RECORDS section start

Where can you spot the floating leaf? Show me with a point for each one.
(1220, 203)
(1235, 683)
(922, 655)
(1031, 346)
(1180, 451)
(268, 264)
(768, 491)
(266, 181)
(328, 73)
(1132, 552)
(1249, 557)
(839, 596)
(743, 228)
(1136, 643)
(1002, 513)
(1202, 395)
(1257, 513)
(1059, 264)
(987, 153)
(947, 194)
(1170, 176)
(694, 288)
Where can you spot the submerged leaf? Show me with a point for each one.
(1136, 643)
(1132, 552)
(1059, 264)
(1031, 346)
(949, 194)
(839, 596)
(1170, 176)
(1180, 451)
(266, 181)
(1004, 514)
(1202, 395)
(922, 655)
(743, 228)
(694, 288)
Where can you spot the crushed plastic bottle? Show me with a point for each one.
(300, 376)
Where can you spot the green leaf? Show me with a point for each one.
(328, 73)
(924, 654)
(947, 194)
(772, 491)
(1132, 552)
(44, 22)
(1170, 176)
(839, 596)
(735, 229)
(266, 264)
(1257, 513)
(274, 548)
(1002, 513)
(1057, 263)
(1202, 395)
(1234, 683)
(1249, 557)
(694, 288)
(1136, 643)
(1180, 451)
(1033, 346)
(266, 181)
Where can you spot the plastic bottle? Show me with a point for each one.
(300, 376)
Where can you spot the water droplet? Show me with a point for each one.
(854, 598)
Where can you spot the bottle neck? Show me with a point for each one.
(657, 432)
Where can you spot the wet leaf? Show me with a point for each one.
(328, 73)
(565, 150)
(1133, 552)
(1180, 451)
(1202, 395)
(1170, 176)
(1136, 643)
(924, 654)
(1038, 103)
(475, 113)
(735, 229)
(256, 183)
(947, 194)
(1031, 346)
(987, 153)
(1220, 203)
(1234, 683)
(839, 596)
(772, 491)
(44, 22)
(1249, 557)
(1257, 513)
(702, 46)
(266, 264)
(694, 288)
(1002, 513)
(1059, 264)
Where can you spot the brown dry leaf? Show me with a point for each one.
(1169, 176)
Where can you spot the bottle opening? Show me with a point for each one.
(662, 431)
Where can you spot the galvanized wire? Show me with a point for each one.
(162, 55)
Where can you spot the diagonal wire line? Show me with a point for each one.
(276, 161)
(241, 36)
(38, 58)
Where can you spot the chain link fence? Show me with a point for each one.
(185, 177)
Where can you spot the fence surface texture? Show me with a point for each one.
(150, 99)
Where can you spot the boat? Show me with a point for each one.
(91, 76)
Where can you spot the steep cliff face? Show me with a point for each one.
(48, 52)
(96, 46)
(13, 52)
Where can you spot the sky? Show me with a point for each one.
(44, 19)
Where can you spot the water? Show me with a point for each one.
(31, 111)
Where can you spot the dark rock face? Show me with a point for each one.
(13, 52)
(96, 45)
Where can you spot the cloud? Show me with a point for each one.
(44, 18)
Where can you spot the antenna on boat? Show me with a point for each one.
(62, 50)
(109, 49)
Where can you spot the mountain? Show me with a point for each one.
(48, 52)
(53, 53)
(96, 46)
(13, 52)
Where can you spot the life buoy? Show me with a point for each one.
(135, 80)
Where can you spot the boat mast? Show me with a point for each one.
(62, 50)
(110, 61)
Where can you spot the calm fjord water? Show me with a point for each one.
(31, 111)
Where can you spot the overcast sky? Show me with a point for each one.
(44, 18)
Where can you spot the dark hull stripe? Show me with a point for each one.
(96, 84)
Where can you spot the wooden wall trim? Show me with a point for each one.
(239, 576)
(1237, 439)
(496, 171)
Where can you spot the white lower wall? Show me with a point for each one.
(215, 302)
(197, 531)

RECORDS section end

▸ WHAT THE TASK ASKS
For this exercise, give every entry again exactly as it appears.

▸ OUTPUT
Where can you spot the floating leaf? Show me with a point for each one.
(1220, 203)
(1235, 683)
(922, 655)
(1031, 346)
(1180, 451)
(268, 264)
(768, 491)
(266, 181)
(328, 73)
(1132, 552)
(1249, 557)
(839, 596)
(743, 228)
(1136, 643)
(1002, 513)
(1202, 395)
(1257, 513)
(1059, 264)
(987, 153)
(947, 194)
(1170, 176)
(694, 288)
Where can you spot the submerged leaf? Show me with a point for each one.
(1136, 643)
(1132, 552)
(1059, 264)
(1031, 346)
(949, 194)
(839, 596)
(1170, 176)
(1180, 451)
(266, 181)
(1004, 514)
(1202, 395)
(922, 655)
(743, 228)
(694, 288)
Where can you spot the crushed plastic bottle? Show me with a point for each one.
(300, 376)
Where can you spot the green leaf? Show me with a point for each one.
(328, 73)
(924, 654)
(947, 194)
(772, 491)
(1132, 552)
(44, 22)
(1170, 176)
(839, 596)
(735, 229)
(266, 264)
(1257, 513)
(274, 548)
(1002, 513)
(1057, 263)
(1202, 395)
(1234, 683)
(1249, 557)
(694, 288)
(1136, 643)
(1180, 451)
(1033, 346)
(266, 181)
Where can you spot the plastic bottle? Show me with a point for each one.
(300, 376)
Where can you spot the water droplet? Show me with a point for each one.
(854, 598)
Where can you spot the bottle neck? Show me with a point for each one.
(657, 432)
Where can you spot the wet leaf? Show me with a point for each one.
(328, 73)
(565, 150)
(1133, 552)
(1180, 451)
(1202, 395)
(1170, 176)
(1136, 643)
(924, 654)
(1038, 103)
(475, 113)
(735, 229)
(256, 183)
(947, 194)
(1031, 346)
(987, 153)
(1220, 203)
(1234, 683)
(839, 596)
(772, 491)
(44, 22)
(1249, 557)
(1257, 513)
(702, 46)
(266, 264)
(694, 288)
(1002, 513)
(1059, 264)
Where can you spot the brown dry leaf? Show me with a point for each one.
(1169, 176)
Where can you spot the bottle opening? Show me with a point for each one.
(662, 431)
Where can you spot the galvanized wire? Show me with a point for each one.
(162, 55)
Where can you spot the diagonal wire line? Show me with a point for each one.
(276, 161)
(241, 36)
(38, 58)
Where can you spot the chain link fence? Show me with a point for each one.
(185, 177)
Where can you spot the fence surface texture? Show me with a point for each one.
(150, 99)
Where can you spot the boat? Show me with a point for each one.
(91, 76)
Where can you spot the steep cliff face? Show me with a point for each one.
(48, 52)
(96, 46)
(13, 52)
Where can you spot the sky? Show me with a point for each one.
(44, 19)
Where can you spot the water? Show me with a point for each one.
(31, 111)
Where can you spot the dark rock face? Show me with a point for each one.
(13, 52)
(96, 45)
Where can you spot the cloud? Show me with a point for each one.
(44, 18)
Where can you spot the antenna on boat? Show me with a point for each one.
(62, 50)
(109, 49)
Where can you spot the mountain? Show me with a point for each one.
(48, 52)
(53, 53)
(96, 46)
(13, 52)
Where can you spot the life buoy? Show me with a point for each one.
(135, 80)
Where can you spot the boat mast? Show me with a point for each one.
(62, 50)
(110, 61)
Where can you spot the calm fjord water? Show me with a point for each one.
(31, 111)
Where can you spot the overcast sky? Show me with a point for each one.
(44, 18)
Where can you spot the dark hull stripe? Show me with a point for each one.
(96, 84)
Where can you spot the wooden wall trim? Show me with a point for each one.
(239, 576)
(1237, 439)
(496, 171)
Where can you spot the white lower wall? Show me with a point for each one.
(215, 302)
(197, 531)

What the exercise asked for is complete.